**ACTION ITEM:** Each record below needs to be set down again exactly.

**EXERCISE INPUTS:**
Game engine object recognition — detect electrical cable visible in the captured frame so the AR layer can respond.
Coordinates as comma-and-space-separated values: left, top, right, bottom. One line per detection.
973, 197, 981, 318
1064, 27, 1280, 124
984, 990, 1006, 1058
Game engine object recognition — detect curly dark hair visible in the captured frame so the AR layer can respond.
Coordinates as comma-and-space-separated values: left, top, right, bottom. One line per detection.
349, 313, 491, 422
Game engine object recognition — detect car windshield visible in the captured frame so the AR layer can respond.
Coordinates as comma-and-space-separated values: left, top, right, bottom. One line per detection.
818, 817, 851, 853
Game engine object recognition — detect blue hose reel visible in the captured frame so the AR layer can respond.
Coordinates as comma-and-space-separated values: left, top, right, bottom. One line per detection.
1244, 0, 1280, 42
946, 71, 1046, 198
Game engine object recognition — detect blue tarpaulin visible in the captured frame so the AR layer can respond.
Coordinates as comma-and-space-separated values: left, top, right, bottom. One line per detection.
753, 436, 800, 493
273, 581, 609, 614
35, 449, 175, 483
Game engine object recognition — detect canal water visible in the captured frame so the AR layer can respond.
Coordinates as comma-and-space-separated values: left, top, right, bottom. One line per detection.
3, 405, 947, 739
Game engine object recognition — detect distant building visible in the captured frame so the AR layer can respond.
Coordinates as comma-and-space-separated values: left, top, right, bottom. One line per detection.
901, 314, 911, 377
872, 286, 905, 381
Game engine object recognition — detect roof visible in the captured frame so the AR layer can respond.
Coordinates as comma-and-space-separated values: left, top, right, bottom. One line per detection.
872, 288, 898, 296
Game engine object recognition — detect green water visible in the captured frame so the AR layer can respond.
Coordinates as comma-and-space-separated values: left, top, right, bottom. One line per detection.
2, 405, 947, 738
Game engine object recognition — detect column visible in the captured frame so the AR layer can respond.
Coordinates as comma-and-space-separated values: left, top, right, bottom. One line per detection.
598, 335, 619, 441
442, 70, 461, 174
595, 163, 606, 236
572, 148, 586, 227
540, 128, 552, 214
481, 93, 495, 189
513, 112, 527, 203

**WRITTEN REPLY:**
Game engine object recognition — detect electrical cable visible in the captured frame so the AR layer can respond.
Coordinates as comma-and-space-separated values: left, top, right, bottom. One line per detection.
973, 197, 981, 318
1064, 27, 1280, 124
984, 990, 1006, 1058
Game engine object recognition — detect curly dark hair visible in the captured frame so the AR layer can respond.
Coordinates as comma-and-space-separated values: left, top, right, bottom. One line per detection.
349, 313, 491, 422
Game engine object recognition — detect car windshield visible in the captured frame so the AR layer can respond.
Coordinates as comma-and-space-separated values: left, top, right, bottom. One line per detection.
818, 817, 851, 853
Game engine object recognition — detect blue hose reel visible in the captured frame so the AR layer can respond.
Coordinates as comma-and-space-separated values: left, top, right, bottom. One line per detection.
1244, 0, 1280, 42
946, 71, 1046, 198
Game engine object recognition — detect blue tarpaulin visible in the captured frame so the AR layer can respond.
Coordinates as comma-and-space-separated values: left, top, right, bottom. One line per detection.
753, 436, 800, 493
273, 581, 609, 614
35, 449, 175, 483
Game engine object recognition — detect canal water visible in the captured frame so the AR layer can respond.
Coordinates as comma-and-space-separated values: left, top, right, bottom. One line per detection.
3, 405, 947, 739
Game engine object recognition — detect distant building visible in the captured frame so the AR layer can respond.
Coordinates as comma-and-space-separated values: left, top, right, bottom. One line per detection.
901, 314, 911, 377
872, 286, 905, 381
Game engine object recognition — detect roof visible in the captured frame so the AR layer can respond.
Coordinates as comma-and-space-separated values: left, top, right, bottom. One line per detection.
872, 288, 898, 296
Game engine object recognition — detect green water visible in the captured frame so the AR layer can respond.
Coordinates as comma-and-space-separated values: left, top, right, bottom. One line per detection.
2, 405, 947, 738
Game engine object recognition — detect column visible in the captured frame so the AR layer can respond.
Coordinates as comma-and-space-separated values: left, top, right, bottom. One line per detection.
598, 335, 619, 441
442, 70, 461, 174
595, 163, 606, 236
572, 148, 586, 227
540, 128, 552, 214
481, 93, 495, 189
513, 112, 527, 203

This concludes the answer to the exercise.